Information provided —
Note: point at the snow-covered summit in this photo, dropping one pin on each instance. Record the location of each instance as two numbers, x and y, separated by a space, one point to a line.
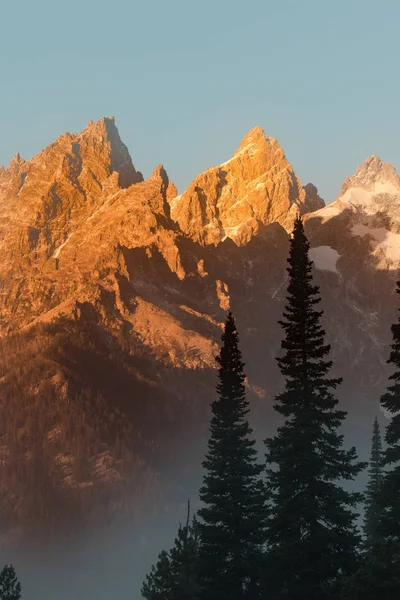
369 205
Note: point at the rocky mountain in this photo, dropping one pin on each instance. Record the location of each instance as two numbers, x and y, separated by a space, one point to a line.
113 292
254 188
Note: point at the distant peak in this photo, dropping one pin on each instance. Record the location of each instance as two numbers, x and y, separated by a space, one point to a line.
254 136
16 162
371 172
104 133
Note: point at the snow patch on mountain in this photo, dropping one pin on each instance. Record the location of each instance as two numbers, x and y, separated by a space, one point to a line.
324 258
386 244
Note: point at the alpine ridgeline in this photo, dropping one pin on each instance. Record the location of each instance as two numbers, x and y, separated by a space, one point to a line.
113 294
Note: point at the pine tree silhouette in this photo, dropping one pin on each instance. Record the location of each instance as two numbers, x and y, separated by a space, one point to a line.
373 491
312 534
174 576
10 587
232 520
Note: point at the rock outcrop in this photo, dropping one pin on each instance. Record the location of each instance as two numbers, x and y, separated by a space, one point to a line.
254 188
113 292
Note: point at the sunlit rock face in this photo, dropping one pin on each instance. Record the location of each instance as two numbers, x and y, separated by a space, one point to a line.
113 294
254 188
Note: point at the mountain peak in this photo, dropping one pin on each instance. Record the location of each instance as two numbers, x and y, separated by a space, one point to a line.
374 175
102 139
254 188
255 135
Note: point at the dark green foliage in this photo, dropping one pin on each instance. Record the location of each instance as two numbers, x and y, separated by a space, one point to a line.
232 524
372 494
379 575
312 533
10 587
174 577
390 517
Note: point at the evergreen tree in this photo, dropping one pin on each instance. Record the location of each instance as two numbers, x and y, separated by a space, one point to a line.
10 587
390 500
372 494
312 535
232 525
174 576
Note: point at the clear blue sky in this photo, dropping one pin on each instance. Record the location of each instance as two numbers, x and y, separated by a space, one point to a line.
185 80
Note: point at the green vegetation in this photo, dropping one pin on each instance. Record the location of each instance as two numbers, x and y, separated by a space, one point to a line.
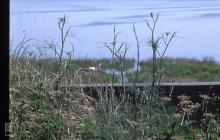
41 109
182 70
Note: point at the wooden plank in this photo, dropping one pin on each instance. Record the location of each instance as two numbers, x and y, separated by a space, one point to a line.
148 84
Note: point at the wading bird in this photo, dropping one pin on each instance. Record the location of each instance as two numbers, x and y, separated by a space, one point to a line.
91 69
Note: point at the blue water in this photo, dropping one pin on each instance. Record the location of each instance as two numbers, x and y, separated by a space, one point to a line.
197 23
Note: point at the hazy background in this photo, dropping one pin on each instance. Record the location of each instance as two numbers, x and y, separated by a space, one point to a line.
197 23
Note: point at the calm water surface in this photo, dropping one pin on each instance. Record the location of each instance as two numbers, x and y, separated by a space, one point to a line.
197 23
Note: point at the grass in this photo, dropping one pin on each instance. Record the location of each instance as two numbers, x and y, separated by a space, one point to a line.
41 109
182 70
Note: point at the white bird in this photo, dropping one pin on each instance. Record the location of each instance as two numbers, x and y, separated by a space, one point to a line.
92 69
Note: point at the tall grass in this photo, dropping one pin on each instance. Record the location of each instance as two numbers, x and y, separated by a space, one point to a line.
42 109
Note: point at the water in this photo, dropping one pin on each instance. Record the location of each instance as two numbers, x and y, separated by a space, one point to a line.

What is required — Copy all of the records above word for word, without the pictures.

Exercise output —
Note: point at the snow-covered summit in this photo, dropping one pin on each instance. Record the location of each instance as two numbers, x and y, separated by a space, one point to a line.
369 205
Note: point at the rocky mountain in this photo, dropping one pin on each instance. Record the location of each instance as two numbers, x and y, separated by a space, one point to a line.
113 292
254 188
Note: point at the distant peak in this photo, dropping one pin on each instance. Record the location of each instance as two numbers, x and y, separated by a space, one point to a line.
254 136
16 162
371 172
104 133
Note: point at the snow patch on mountain in this photo, dropping one pin on each instance. Record the location of each instance as two numbers, x and y, separated by a space, one point to a line.
324 258
386 244
Note: point at the alpine ridgeline in this photo, dropping one pin on each instance. Record the location of each instance as two numbers, x and y, separated by a space, one point to a line.
113 294
Note: point at the pine tree silhouette in this photo, dropping one pin on each instance. Record the location of each instance as two numbers, x and y, separated by a space, one point to a line.
373 491
312 534
174 576
10 587
232 520
Note: point at the rock outcrop in this photo, dropping one pin on each instance. Record the location of each instance as two numbers, x and y, separated by a space, one point to a line.
254 188
113 292
Note: point at the sunlit rock face in this photo, dropping one pin on each instance. Record the location of each instance as two numbers, x and y, separated by a space, one point to a line.
113 294
254 188
Note: point at the mountain peak in this photo, dropping one pin on each instance. Record the location of each instance as two numbers, x and y, separated by a space, one point to a line.
374 175
102 139
254 188
255 135
Note: point at the dark green foliage in this photo, dropping one pin on each instance. Record the location of each instance as two numbers, x and y, separated by a space, one point to a line.
232 524
372 494
379 575
312 533
10 587
174 577
390 517
Note: point at the evergreen tree in this photo, dropping one pin on each instance. Record the location of each instance as two numbers, x and y, separated by a space, one point to a line.
10 587
390 500
372 494
312 535
232 525
174 576
Note: point at the clear blue sky in this photo, dropping one pin on each instance. Record the location of each instance as two numbers, x and y, separated by a space, one point to a line.
185 80
Note: point at the green vegetation in this photo, dropping one pin on each instance. Record the location of each instance as two numbers, x and y, separated by a space, one point to a line.
41 109
182 70
Note: point at the wooden plank in this photo, dropping one pin on each instance. Record the location of each instance as two numbers, x and y, separated by a space, one point to a line.
148 84
Note: point at the wading bird in this photo, dropping one pin on each instance. Record the location of each instance as two numbers, x and y, separated by a space, one point to a line.
91 69
Note: point at the blue water in this photo, dropping one pin on each instance. Record the location of each instance as two numbers, x and y, separated by a space, one point to a line.
197 23
Note: point at the hazy background in this photo, dropping one pin on each instance. Record the location of each instance as two numbers, x and y, separated by a space, one point to a line.
197 23
Note: point at the calm water surface in this photo, dropping one pin on each instance. Record the location of each instance as two numbers, x and y, separated by a space, one point to a line.
197 23
Note: point at the grass in this photo, dropping one pin on each instance. Record the location of each instance as two numbers, x and y, separated by a space, one point to a line.
41 109
182 70
Note: point at the white bird in this photo, dropping one pin on each instance. Record the location of each instance as two numbers, x and y, separated by a space, one point to a line.
92 69
Note: point at the tall grass in this photo, dropping one pin on each instance. Record the location of each instance as two numbers, x and y, separated by a space, one point to a line.
42 109
Note: point at the water in this photo, dropping one pin on each instance. Record the location of each instance as two numbers, x and y, separated by a space, one point to a line.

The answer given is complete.